Challenge 1. Please reproduce the whole patch review excerpt word for word.

Page excerpt.
————
Same. Nice cleanup, but move it into pre-patch with all cleanups.
No need for separate patches per cleanup.
Just all cleanups into one will do.

>         }
>
>         /* If there is a history record that some registers gained range at this insn,
> @@ -11011,6 +11023,9 @@ static int get_helper_proto(struct bpf_verifier_env *env, int func_id,
>         return *ptr ? 0 : -EINVAL;
>  }
>
> +/* Bitmask with 1s for all caller saved registers */
> +#define ALL_CALLER_SAVED_REGS ((1u << CALLER_SAVED_REGS) - 1)
> +
>  static int check_helper_call(struct bpf_verifier_env *env, struct bpf_insn *insn,
>                              int *insn_idx_p)
>  {
> @@ -17246,9 +17261,8 @@ static int visit_insn(int t, struct bpf_verifier_env *env)
>  static int check_cfg(struct bpf_verifier_env *env)
>  {
>         int insn_cnt = env->prog->len;
> -       int *insn_stack, *insn_state;
> +       int *insn_stack, *insn_state, *insn_postorder;
>         int ex_insn_beg, i, ret = 0;
> -       bool ex_done = false;
>
>         insn_state = env->cfg.insn_state = kvcalloc(insn_cnt, sizeof(int), GFP_KERNEL);
>         if (!insn_state)
————
Data extract.
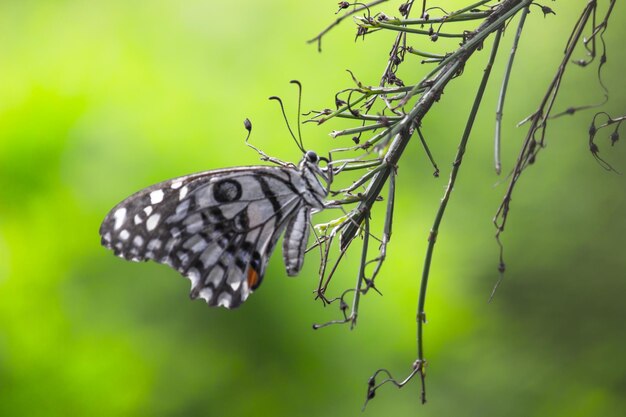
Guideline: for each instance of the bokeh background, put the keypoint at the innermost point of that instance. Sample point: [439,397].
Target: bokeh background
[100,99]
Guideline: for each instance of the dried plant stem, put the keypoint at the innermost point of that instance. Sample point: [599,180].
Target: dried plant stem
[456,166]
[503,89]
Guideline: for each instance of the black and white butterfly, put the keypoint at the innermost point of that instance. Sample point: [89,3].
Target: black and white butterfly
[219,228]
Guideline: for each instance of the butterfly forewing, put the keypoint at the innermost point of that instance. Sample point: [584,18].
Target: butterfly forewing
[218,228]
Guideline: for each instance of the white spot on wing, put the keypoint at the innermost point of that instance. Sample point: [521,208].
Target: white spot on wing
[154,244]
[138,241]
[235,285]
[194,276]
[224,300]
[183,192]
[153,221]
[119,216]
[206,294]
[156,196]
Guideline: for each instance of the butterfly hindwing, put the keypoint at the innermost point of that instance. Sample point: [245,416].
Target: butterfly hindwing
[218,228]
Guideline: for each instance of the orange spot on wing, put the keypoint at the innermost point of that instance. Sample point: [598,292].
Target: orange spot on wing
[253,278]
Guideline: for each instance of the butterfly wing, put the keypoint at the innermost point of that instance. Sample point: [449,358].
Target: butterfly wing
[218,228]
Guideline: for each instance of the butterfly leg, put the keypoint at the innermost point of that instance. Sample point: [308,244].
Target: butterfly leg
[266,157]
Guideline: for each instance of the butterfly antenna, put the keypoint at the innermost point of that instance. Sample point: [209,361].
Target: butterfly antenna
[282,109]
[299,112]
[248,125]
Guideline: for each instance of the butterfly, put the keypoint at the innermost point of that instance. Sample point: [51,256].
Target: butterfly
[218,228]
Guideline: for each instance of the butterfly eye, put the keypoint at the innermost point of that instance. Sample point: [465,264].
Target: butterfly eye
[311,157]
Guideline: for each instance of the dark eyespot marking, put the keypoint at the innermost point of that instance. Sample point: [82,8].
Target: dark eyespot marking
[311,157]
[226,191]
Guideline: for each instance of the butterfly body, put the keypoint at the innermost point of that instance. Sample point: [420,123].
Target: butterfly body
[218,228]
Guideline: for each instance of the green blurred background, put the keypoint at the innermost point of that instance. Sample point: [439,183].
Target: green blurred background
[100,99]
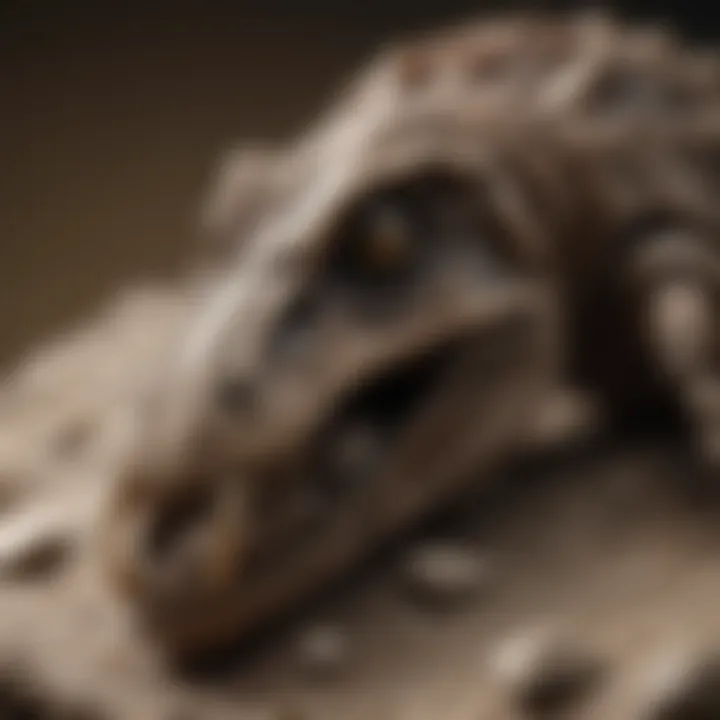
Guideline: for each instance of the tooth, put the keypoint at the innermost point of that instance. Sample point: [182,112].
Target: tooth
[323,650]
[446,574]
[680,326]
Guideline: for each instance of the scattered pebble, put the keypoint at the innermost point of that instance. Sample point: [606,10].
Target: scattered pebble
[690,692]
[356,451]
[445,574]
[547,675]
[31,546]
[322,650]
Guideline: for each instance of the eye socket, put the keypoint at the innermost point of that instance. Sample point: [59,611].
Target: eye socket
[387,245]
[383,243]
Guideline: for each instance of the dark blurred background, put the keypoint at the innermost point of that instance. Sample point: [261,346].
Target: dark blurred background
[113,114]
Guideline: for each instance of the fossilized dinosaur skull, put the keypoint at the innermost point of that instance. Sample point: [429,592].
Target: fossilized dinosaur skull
————
Challenge 2. From the entries above, pick out every line that contains the word "forewing" and copy each one.

Output 1.
Same. Nice cleanup, but move it into pre-patch with all cleanups.
No need for separate patches per cleanup.
Just all cleanups into one will do.

>         }
>
>         /* If there is a history record that some registers gained range at this insn,
> @@ -11011,6 +11023,9 @@ static int get_helper_proto(struct bpf_verifier_env *env, int func_id,
>         return *ptr ? 0 : -EINVAL;
>  }
>
> +/* Bitmask with 1s for all caller saved registers */
> +#define ALL_CALLER_SAVED_REGS ((1u << CALLER_SAVED_REGS) - 1)
> +
>  static int check_helper_call(struct bpf_verifier_env *env, struct bpf_insn *insn,
>                              int *insn_idx_p)
>  {
> @@ -17246,9 +17261,8 @@ static int visit_insn(int t, struct bpf_verifier_env *env)
>  static int check_cfg(struct bpf_verifier_env *env)
>  {
>         int insn_cnt = env->prog->len;
> -       int *insn_stack, *insn_state;
> +       int *insn_stack, *insn_state, *insn_postorder;
>         int ex_insn_beg, i, ret = 0;
> -       bool ex_done = false;
>
>         insn_state = env->cfg.insn_state = kvcalloc(insn_cnt, sizeof(int), GFP_KERNEL);
>         if (!insn_state)

Output 2.
Guideline: for each instance of the butterfly forewing, put the keypoint at the innermost point of that instance. Sample point: [584,18].
Target: butterfly forewing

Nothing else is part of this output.